**Your instructions**: Reproduce word for word the lines that start with the one containing "Target: person in blue jacket" and run through the final line of the data, both ends included.

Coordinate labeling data
= = = = =

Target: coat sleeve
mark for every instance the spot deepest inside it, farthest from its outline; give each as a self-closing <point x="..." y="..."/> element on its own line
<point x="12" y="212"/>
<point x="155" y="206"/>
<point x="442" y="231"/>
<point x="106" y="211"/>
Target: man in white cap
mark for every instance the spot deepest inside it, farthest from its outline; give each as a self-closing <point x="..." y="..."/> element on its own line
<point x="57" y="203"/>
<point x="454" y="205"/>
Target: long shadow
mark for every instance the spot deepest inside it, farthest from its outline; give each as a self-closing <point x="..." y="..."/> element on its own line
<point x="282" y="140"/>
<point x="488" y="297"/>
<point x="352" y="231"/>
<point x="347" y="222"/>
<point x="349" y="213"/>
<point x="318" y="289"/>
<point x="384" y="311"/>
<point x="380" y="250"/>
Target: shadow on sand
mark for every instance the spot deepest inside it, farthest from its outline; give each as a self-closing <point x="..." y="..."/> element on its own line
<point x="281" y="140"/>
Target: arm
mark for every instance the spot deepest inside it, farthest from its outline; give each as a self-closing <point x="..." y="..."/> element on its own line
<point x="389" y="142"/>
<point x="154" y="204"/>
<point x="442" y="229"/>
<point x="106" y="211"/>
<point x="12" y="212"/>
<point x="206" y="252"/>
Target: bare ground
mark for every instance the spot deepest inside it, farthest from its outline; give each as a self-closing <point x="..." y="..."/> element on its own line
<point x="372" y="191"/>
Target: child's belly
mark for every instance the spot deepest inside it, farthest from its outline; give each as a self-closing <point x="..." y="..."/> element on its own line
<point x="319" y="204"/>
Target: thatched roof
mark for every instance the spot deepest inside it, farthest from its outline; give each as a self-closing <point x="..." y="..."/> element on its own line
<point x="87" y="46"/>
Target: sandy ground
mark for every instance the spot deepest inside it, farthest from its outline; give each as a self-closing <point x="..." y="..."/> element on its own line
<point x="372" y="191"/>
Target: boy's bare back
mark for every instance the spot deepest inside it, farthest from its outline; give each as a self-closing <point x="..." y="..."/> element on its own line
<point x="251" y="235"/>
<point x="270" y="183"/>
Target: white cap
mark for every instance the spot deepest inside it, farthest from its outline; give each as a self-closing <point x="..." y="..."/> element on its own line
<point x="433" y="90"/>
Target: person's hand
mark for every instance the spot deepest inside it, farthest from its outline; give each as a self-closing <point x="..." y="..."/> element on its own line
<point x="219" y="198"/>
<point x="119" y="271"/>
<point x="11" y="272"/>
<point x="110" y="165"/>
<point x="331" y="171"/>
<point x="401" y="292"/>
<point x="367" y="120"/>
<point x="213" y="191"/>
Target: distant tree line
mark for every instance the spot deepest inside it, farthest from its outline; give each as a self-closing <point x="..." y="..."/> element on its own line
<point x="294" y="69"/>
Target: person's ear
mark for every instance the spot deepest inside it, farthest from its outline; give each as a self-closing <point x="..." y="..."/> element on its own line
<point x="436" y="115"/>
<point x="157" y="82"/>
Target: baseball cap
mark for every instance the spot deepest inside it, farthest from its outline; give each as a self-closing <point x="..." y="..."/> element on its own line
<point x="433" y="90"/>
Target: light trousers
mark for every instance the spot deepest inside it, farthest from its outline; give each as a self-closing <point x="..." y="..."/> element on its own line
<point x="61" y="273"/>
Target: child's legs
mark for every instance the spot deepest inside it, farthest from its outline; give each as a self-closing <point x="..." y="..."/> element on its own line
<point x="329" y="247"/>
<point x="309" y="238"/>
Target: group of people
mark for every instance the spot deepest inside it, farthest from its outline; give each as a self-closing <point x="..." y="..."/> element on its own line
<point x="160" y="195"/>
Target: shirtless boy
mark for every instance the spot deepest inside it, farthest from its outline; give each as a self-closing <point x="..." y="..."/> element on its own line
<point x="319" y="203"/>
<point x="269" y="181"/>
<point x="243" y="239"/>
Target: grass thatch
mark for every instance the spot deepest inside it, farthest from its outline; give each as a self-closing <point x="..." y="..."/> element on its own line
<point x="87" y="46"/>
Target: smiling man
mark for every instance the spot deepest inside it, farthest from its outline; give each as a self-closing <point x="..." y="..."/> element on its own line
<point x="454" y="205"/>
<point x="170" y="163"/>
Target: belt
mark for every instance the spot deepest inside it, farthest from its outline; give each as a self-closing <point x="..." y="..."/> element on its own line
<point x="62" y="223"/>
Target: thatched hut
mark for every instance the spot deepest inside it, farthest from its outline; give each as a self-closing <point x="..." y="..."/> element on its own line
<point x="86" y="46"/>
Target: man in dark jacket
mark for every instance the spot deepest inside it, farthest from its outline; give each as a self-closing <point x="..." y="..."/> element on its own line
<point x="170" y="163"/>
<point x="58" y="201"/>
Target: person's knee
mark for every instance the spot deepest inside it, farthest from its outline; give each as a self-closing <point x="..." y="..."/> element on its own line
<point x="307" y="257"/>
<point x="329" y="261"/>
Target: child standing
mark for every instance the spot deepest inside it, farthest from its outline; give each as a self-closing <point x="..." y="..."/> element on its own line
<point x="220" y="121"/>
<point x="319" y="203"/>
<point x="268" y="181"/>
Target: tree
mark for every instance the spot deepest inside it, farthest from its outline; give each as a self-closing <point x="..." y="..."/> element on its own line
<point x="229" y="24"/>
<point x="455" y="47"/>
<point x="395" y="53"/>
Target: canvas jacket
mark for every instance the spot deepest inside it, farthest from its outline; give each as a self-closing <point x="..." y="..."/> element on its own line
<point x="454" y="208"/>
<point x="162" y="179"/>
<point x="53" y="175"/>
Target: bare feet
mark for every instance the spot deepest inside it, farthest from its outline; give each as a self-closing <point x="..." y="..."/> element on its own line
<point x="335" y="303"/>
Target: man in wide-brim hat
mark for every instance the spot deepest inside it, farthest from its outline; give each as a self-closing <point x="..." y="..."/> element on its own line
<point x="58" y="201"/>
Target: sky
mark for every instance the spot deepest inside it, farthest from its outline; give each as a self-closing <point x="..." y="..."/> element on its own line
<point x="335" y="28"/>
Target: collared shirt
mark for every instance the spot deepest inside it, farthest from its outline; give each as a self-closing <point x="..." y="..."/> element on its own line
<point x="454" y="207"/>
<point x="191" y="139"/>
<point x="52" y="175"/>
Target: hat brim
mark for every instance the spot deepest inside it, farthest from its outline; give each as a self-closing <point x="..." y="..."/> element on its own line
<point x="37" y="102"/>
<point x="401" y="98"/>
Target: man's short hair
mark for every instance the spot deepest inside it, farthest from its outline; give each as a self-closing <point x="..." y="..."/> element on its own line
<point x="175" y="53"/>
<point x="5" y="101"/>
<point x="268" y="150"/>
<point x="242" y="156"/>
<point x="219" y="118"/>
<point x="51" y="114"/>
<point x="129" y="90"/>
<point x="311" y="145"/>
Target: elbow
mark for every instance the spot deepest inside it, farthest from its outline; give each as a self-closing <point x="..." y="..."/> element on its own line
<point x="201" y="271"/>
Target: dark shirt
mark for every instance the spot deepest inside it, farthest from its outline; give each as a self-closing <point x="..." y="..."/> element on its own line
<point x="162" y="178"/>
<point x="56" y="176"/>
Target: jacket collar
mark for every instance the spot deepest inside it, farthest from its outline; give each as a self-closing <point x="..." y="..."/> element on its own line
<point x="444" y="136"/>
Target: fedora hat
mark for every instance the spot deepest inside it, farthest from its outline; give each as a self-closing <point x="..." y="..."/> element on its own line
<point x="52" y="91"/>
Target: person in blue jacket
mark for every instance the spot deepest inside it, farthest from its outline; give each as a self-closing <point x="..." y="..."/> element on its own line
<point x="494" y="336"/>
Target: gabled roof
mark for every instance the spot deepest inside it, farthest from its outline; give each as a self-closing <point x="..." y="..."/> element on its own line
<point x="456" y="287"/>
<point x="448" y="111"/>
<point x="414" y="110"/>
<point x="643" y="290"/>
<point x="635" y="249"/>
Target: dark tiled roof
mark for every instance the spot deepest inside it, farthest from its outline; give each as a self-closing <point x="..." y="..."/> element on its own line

= = = = =

**Written solution**:
Target: person in blue jacket
mark for every instance the spot deepest inside it, farthest from its outline; give each as a self-closing <point x="..." y="..."/> element on its own line
<point x="494" y="336"/>
Target: gabled roof
mark for every instance the spot deepest inside it, farthest from its outline; give each as a self-closing <point x="..." y="..."/> element on its own line
<point x="456" y="287"/>
<point x="448" y="111"/>
<point x="414" y="110"/>
<point x="643" y="290"/>
<point x="635" y="249"/>
Target: dark tiled roof
mark for every instance the spot deepest inside it, farthest from its outline; give each as a self-closing <point x="..." y="..."/> element on its own line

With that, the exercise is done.